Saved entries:
........

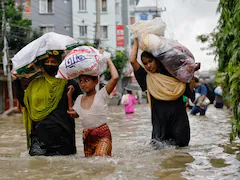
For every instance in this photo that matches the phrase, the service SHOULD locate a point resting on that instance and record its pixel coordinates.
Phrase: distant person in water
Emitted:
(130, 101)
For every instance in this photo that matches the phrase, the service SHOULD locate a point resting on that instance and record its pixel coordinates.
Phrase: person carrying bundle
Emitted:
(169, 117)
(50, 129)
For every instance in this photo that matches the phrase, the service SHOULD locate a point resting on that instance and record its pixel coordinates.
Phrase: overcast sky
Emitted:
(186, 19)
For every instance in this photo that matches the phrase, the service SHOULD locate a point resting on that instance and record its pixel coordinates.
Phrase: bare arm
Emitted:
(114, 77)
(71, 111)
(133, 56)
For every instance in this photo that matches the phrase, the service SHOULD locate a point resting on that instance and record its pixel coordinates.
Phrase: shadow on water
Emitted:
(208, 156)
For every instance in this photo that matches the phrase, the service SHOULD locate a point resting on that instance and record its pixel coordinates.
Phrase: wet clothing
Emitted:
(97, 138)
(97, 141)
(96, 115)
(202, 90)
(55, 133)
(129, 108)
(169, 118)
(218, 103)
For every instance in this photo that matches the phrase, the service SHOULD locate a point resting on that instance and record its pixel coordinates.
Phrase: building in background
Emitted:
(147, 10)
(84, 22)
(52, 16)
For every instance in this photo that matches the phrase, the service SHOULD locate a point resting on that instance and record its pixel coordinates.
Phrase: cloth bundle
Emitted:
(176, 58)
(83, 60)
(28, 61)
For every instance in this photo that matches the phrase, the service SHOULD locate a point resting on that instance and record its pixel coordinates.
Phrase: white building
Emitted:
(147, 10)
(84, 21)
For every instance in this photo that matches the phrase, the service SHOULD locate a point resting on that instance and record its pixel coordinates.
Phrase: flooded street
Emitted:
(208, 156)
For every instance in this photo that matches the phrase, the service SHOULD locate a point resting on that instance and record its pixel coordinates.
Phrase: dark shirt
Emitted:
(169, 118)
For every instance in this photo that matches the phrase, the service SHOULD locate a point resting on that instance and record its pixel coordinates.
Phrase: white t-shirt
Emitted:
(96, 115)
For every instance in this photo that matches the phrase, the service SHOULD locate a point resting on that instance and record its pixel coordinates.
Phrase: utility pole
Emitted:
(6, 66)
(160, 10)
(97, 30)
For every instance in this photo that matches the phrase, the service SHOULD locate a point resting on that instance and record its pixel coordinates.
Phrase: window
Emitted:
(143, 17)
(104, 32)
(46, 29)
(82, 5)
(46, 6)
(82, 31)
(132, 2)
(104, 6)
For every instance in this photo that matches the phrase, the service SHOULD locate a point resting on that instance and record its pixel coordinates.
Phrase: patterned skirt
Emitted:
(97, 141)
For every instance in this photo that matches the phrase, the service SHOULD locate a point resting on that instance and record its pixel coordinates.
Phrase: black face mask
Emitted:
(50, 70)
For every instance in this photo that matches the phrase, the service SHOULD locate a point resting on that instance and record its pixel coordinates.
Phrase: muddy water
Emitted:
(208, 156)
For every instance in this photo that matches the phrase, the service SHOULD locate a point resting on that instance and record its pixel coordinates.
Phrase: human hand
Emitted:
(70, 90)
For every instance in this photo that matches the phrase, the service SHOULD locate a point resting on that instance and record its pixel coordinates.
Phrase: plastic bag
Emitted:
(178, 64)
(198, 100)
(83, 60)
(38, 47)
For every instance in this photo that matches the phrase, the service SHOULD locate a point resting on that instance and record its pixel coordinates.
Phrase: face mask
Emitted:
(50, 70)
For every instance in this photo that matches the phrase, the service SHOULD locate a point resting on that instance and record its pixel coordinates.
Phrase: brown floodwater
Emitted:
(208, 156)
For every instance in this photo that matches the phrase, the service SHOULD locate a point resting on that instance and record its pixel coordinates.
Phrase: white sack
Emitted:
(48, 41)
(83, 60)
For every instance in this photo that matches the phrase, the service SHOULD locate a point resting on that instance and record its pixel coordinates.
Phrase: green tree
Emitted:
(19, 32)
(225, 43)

........

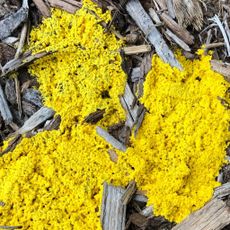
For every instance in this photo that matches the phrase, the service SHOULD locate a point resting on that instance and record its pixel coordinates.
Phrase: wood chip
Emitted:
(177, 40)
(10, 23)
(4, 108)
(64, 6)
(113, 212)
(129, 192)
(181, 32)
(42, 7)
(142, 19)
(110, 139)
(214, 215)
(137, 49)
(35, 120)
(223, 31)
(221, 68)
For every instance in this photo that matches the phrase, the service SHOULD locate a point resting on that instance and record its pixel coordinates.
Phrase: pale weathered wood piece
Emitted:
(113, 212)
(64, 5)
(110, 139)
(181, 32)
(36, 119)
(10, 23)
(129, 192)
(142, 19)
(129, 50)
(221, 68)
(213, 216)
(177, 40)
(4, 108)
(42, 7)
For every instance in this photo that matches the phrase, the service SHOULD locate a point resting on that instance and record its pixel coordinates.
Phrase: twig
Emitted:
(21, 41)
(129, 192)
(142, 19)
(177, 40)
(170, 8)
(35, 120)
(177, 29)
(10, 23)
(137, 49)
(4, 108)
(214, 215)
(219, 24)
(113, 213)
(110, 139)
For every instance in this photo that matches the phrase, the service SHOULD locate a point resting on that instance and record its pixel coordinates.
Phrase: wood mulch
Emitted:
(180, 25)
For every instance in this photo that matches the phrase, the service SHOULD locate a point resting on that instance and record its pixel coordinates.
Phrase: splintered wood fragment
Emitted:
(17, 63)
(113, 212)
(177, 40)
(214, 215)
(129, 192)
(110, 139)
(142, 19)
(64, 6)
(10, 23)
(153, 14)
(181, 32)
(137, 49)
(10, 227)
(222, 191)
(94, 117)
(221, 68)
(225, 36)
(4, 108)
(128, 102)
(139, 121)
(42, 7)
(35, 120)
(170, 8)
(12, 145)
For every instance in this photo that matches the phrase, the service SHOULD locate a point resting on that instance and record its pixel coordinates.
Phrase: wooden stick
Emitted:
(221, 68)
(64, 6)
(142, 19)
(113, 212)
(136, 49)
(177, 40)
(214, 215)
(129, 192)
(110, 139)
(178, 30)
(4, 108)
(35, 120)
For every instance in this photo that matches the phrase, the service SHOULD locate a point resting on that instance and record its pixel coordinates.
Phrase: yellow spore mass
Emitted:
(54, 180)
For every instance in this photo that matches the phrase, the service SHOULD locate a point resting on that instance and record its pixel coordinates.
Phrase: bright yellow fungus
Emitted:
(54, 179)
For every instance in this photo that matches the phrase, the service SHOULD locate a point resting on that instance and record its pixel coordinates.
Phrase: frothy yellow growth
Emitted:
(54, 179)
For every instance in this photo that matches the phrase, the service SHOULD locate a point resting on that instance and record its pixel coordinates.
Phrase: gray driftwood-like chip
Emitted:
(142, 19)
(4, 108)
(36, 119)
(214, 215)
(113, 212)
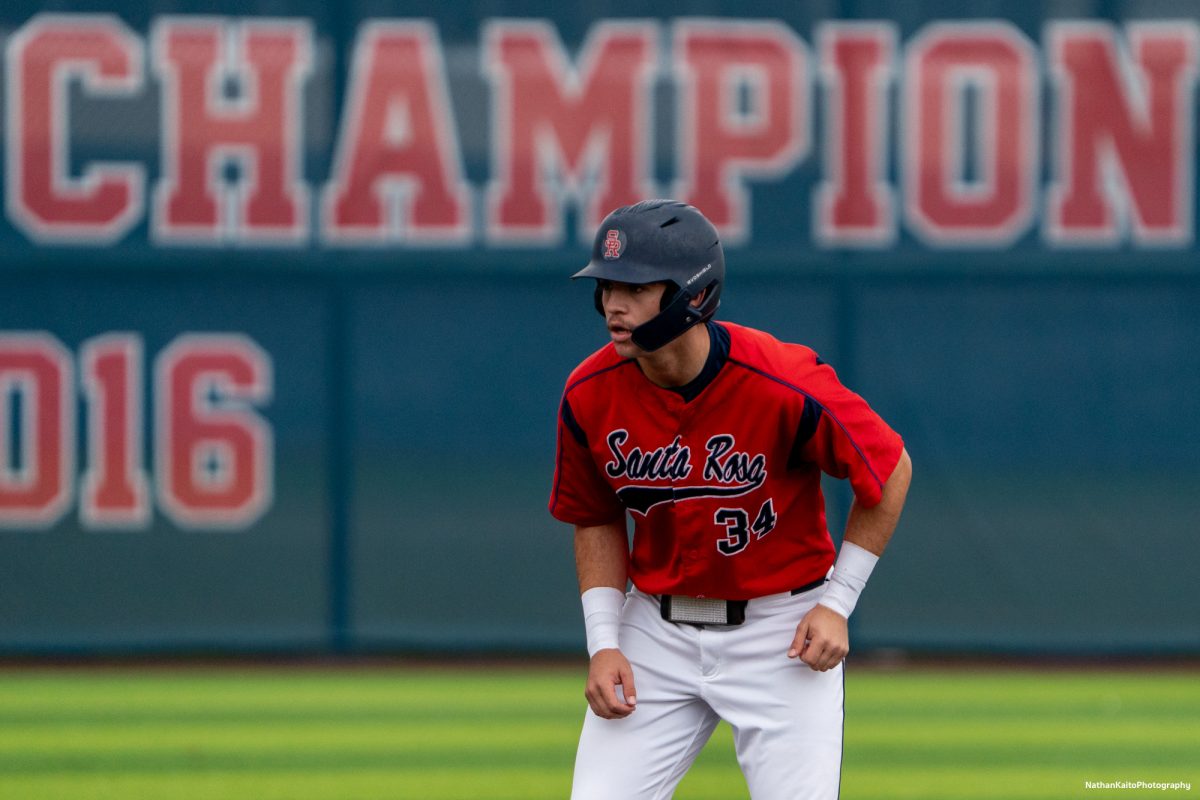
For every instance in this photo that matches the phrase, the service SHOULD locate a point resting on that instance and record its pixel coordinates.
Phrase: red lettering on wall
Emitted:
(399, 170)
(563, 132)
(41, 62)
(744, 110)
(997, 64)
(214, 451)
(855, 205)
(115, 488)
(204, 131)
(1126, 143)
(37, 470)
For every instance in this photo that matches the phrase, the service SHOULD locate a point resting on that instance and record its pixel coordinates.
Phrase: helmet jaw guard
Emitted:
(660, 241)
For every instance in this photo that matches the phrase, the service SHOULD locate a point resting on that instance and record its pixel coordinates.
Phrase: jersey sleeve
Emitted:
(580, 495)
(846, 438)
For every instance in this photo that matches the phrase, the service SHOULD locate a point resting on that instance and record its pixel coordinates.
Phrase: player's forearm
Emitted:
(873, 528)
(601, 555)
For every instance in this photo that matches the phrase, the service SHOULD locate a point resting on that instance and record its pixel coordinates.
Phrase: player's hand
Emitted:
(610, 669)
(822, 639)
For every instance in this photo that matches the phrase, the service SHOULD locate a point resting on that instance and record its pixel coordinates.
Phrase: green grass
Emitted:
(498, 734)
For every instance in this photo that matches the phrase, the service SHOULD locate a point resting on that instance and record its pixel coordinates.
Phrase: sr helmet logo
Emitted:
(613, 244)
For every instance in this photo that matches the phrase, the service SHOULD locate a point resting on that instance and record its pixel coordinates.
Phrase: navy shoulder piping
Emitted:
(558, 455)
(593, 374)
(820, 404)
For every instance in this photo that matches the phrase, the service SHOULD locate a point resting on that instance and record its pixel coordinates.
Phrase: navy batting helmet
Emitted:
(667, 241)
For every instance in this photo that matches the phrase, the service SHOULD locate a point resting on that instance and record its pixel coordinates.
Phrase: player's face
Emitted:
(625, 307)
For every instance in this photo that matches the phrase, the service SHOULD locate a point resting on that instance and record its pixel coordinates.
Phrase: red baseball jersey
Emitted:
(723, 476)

........

Work item
Pick out the lines above that hold the string "mask" and show them.

Task response
Phrase: black face mask
Phrase: face mask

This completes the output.